▶ _GOAL OF THE EXERCISE_
Repeat each of these records exactly.

[Records contained in a dataset]
=== Begin Enclosure ===

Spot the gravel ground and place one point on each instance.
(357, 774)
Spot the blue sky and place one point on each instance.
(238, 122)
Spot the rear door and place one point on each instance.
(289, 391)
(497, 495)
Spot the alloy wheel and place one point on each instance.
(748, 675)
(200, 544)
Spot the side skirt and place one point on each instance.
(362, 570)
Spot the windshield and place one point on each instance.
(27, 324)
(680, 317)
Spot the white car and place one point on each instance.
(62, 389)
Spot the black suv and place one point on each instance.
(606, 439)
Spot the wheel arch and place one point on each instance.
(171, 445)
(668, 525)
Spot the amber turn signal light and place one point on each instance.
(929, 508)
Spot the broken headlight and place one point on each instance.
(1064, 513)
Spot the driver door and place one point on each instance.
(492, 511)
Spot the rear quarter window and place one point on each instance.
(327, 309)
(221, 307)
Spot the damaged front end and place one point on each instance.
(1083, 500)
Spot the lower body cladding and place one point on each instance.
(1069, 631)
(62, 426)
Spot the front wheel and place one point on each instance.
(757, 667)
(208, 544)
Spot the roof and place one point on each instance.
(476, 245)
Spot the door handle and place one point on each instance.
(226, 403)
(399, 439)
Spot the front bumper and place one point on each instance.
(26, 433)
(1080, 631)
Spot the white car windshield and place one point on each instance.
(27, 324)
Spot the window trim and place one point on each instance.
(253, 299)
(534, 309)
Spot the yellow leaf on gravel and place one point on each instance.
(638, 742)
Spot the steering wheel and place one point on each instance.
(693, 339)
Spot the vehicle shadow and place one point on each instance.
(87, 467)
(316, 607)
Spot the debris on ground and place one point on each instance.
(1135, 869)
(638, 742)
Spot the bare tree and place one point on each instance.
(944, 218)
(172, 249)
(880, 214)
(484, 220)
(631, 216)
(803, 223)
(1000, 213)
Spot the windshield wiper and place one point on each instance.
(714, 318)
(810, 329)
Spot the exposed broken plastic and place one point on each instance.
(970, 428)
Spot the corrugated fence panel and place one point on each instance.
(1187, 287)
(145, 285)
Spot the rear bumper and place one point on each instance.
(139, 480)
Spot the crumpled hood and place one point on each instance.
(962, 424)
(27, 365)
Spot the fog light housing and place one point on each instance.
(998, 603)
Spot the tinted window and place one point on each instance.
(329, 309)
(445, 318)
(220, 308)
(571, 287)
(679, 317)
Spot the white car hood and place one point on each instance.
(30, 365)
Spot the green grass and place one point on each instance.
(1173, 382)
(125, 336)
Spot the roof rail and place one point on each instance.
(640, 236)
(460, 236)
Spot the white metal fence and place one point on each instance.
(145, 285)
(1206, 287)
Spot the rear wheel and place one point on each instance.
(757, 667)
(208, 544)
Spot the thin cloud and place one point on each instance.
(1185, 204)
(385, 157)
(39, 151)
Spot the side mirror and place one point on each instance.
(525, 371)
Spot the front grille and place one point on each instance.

=== End Enclosure ===

▶ _ANSWER FOR THIS EXERCISE_
Spot the gravel ground and place one point on each instance.
(357, 774)
Spot the blue sky and place one point on each instance.
(238, 122)
Spot the rear door and place one point on each instance.
(289, 391)
(497, 495)
Spot the alloy wheel and place one point on each instance.
(748, 675)
(200, 544)
Spot the side skirt and place one point on each instance.
(362, 570)
Spot the windshield and place one point on each instance.
(27, 324)
(680, 317)
Spot the white car and place one point on each instance.
(62, 389)
Spot the black suv and place one point on each instance.
(606, 439)
Spot the wheel arch and place one point on each instance.
(171, 445)
(668, 525)
Spot the amber turn signal light and place one point on each instance.
(929, 508)
Spot the broken headlight and place one point on each instance.
(1064, 513)
Spot the driver door and place one point on each instance.
(492, 511)
Spot the rear quarter window and place one point on each instance.
(327, 309)
(221, 307)
Spot the damaged front end and place one point on each instance.
(1083, 500)
Spot the lower body cladding and place one point on each instance.
(1069, 631)
(62, 426)
Spot the front wheel and place one point on each instance.
(757, 667)
(208, 544)
Spot the roof and place one point on each instance.
(476, 245)
Spot the door handle and place one point on each instance.
(226, 403)
(399, 439)
Spot the front bumper and place one point on each instance.
(26, 433)
(1080, 631)
Spot the white car windshield and place one point on each instance.
(27, 324)
Spot the window trim and place one point on each instance.
(253, 299)
(534, 309)
Spot the yellow leaf on gravel and place one point on each instance.
(638, 742)
Spot the steering wheel and place one point on each instance.
(693, 339)
Spot the vehicle shadow and place one point on each instance.
(87, 467)
(316, 607)
Spot the debris on ground and place one point on each instance.
(1135, 869)
(638, 742)
Spot the bare tree and place one point on each instance.
(944, 218)
(172, 249)
(880, 214)
(484, 220)
(631, 216)
(803, 223)
(1000, 213)
Spot the windshield wiper and place one point on each instance.
(714, 318)
(810, 329)
Spot the exposed broken plastic and place one point on each instance.
(970, 428)
Spot the corrugated fence panel and place one point on each instance.
(1187, 287)
(145, 285)
Spot the rear bumper and place one point on each instance.
(139, 480)
Spot the crumpled hood and place one point on each instance.
(962, 424)
(27, 365)
Spot the fog light housing and place one point on each instance.
(998, 603)
Spot the tinted window and place one point on each instance.
(329, 309)
(445, 318)
(220, 308)
(571, 287)
(679, 317)
Spot the white car hood and place one point on each instance.
(30, 365)
Spot the green grass and place one point on each instance.
(1173, 382)
(125, 336)
Spot the roof rail and place one point on each instance.
(640, 236)
(460, 236)
Spot the white metal fence and place one point on each instance.
(145, 285)
(1206, 287)
Spot the rear wheel and place one point on each instance.
(757, 667)
(208, 544)
Spot the thin cloud and place one point on each instance.
(1185, 204)
(385, 157)
(39, 151)
Spot the side mirror and place one point on each instance.
(525, 371)
Spot the front grille and place one point on each instance.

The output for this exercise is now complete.